(A run of records)
•••
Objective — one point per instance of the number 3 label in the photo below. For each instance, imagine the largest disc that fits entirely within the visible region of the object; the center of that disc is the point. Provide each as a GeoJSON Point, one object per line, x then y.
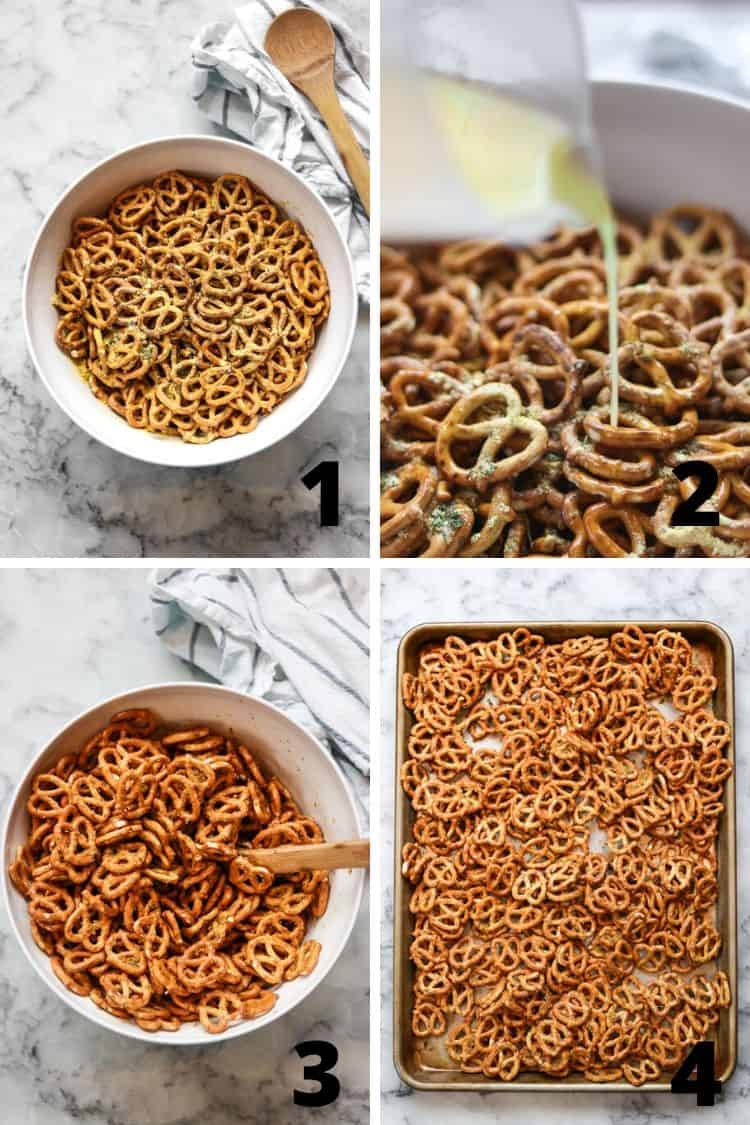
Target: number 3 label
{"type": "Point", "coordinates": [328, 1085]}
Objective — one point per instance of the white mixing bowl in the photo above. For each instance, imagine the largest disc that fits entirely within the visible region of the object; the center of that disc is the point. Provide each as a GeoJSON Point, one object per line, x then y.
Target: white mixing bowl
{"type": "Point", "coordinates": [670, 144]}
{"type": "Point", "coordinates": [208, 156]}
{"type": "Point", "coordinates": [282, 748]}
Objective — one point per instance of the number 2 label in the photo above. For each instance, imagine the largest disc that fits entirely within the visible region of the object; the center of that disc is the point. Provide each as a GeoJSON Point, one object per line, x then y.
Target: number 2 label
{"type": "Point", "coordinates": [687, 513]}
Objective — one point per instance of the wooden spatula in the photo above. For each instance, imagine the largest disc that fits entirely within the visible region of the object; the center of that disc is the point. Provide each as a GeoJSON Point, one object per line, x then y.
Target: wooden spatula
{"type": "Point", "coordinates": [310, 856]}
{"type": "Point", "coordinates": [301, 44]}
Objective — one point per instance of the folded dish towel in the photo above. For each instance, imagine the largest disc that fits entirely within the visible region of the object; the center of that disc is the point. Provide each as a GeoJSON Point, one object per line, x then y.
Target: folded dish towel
•••
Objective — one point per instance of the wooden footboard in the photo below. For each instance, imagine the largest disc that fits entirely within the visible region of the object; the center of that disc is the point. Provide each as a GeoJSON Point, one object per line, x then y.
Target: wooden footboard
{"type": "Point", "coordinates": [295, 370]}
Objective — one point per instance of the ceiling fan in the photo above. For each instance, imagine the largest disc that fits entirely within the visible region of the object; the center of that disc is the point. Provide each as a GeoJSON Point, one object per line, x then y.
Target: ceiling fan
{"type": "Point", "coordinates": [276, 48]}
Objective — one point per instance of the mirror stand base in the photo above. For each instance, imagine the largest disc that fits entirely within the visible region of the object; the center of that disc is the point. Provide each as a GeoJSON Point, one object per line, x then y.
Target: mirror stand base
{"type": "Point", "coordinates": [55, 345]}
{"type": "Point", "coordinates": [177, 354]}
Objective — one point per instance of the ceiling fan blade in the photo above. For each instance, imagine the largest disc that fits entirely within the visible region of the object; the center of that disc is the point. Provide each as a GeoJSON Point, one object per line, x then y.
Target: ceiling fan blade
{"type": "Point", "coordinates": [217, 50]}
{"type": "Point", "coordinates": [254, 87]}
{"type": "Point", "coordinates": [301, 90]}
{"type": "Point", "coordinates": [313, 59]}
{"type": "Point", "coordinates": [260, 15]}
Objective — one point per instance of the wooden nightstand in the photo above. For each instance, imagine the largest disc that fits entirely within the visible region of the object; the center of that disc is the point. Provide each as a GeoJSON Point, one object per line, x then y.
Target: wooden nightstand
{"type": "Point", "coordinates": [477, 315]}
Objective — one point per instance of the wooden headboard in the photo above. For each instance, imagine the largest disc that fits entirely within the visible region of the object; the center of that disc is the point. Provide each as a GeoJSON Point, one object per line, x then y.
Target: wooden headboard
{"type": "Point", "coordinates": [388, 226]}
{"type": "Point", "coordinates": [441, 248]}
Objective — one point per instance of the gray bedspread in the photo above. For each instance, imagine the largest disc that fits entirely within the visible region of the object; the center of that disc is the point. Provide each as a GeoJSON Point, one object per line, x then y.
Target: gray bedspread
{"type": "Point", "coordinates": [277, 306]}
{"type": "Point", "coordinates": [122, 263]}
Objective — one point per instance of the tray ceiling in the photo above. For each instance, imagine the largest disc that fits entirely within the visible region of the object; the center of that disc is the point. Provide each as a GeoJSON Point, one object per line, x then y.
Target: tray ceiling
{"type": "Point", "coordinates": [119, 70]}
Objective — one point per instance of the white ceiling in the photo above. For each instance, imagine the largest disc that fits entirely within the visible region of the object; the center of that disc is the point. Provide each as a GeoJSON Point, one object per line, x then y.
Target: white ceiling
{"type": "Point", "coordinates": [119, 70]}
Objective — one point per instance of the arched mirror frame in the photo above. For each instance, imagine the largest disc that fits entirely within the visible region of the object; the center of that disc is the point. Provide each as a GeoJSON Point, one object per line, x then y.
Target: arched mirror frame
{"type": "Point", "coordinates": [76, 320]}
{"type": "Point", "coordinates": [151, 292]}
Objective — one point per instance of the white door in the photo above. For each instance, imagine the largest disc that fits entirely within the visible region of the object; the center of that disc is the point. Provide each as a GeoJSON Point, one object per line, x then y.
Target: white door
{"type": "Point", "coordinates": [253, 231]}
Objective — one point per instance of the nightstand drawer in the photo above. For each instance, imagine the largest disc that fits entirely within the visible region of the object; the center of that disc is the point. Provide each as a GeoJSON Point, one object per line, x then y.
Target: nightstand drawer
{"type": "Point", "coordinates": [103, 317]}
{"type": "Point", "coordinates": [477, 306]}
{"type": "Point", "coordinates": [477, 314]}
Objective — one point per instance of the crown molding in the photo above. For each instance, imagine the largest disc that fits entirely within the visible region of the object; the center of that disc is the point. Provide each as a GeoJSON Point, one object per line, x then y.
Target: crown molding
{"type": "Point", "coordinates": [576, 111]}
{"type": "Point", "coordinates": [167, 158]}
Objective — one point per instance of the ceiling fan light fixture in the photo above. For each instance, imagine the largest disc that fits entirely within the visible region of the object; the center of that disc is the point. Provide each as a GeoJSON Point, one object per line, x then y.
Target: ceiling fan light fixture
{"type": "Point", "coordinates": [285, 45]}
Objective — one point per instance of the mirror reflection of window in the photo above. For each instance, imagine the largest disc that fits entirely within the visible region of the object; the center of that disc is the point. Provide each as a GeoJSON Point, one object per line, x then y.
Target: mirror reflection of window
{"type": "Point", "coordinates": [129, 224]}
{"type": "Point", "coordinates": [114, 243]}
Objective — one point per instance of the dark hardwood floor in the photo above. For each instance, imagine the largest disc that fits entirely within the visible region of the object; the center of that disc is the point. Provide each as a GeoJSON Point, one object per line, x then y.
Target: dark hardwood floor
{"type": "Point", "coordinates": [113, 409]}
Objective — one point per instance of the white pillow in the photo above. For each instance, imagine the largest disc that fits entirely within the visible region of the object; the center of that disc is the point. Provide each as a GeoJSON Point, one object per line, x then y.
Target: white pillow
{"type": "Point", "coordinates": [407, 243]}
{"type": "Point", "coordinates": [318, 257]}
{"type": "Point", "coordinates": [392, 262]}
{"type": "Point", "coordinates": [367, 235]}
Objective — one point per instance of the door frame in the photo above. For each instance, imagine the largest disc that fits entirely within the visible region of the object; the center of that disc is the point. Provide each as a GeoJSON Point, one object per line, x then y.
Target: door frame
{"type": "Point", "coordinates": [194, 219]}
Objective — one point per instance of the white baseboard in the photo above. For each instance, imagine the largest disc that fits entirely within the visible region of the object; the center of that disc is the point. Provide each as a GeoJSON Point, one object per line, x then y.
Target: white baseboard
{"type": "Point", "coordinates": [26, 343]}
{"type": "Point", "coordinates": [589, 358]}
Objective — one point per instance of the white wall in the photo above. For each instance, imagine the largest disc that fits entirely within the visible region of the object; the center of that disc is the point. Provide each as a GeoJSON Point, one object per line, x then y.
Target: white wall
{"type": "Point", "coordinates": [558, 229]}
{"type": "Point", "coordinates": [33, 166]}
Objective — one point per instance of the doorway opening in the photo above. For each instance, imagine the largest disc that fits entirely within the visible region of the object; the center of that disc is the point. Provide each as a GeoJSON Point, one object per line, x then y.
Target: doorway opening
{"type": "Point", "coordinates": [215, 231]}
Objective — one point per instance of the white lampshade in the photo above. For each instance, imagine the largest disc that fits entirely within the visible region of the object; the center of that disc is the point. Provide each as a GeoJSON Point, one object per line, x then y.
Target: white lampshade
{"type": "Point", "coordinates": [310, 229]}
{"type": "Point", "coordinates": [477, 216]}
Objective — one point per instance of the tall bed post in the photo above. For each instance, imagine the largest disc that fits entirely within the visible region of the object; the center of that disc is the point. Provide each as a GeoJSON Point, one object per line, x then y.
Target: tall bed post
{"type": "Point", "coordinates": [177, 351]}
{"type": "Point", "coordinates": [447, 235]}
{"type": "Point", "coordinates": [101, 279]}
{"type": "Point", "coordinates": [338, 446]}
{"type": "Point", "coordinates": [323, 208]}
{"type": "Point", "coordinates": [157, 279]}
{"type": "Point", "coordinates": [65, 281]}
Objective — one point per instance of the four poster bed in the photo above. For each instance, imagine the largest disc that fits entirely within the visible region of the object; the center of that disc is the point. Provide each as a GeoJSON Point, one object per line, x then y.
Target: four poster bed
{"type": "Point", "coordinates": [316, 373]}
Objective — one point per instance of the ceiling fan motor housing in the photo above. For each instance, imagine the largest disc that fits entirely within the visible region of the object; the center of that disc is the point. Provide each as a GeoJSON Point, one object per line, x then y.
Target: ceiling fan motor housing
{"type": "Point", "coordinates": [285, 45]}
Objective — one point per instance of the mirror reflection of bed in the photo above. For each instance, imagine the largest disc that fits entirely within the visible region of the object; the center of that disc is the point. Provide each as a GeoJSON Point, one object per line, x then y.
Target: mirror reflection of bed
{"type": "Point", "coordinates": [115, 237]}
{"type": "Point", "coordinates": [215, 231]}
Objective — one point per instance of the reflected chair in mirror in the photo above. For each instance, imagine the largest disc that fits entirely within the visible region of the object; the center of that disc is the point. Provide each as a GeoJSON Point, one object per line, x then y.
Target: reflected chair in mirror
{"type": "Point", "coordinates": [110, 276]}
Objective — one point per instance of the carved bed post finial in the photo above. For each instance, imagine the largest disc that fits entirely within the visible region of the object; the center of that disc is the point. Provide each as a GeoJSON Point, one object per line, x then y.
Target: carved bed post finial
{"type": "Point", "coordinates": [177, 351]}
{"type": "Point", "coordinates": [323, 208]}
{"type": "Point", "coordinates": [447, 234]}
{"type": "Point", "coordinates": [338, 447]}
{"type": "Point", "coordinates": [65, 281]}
•••
• _Problem to solve_
Duplicate the lines from the one containing "Objective — one point per instance of the white mixing" through the one containing "Target: folded dish towel", both included, keeping every character unchanged.

• _Full output_
Objective — one point per instance of the white mixing bowl in the photo above. For each instance, imagine the largest disc that fits entirely within the visible region of the object; the center of that disc is the point. Provide each as a GeoJSON Point, one object per line, x then y.
Target: white mixing bowl
{"type": "Point", "coordinates": [670, 144]}
{"type": "Point", "coordinates": [208, 156]}
{"type": "Point", "coordinates": [282, 748]}
Objective — one point per instance of the number 2 label in the photo above. For each instance, imagine the largest disc that fits entirely within the visible region of the object; the center of that disc is the point. Provide each as a GeoJSON Point, one object per line, x then y.
Target: number 2 label
{"type": "Point", "coordinates": [687, 513]}
Objective — one point per instance of the wooden spatula in the photo above. For each instance, imagine the largest disc that fits entirely within the visible region of the object; the center of that disc is the point. Provide each as a GeoJSON Point, one object per line, x then y.
Target: wooden spatula
{"type": "Point", "coordinates": [310, 856]}
{"type": "Point", "coordinates": [301, 44]}
Objective — one point per instance of the folded dish towel in the photo above. For each instance, imagine the largest disc that fits entirely within the visible region of the object; the center of that disc is the point. Provide each as a GeoJSON Point, one object per line, x then y.
Target: folded dish towel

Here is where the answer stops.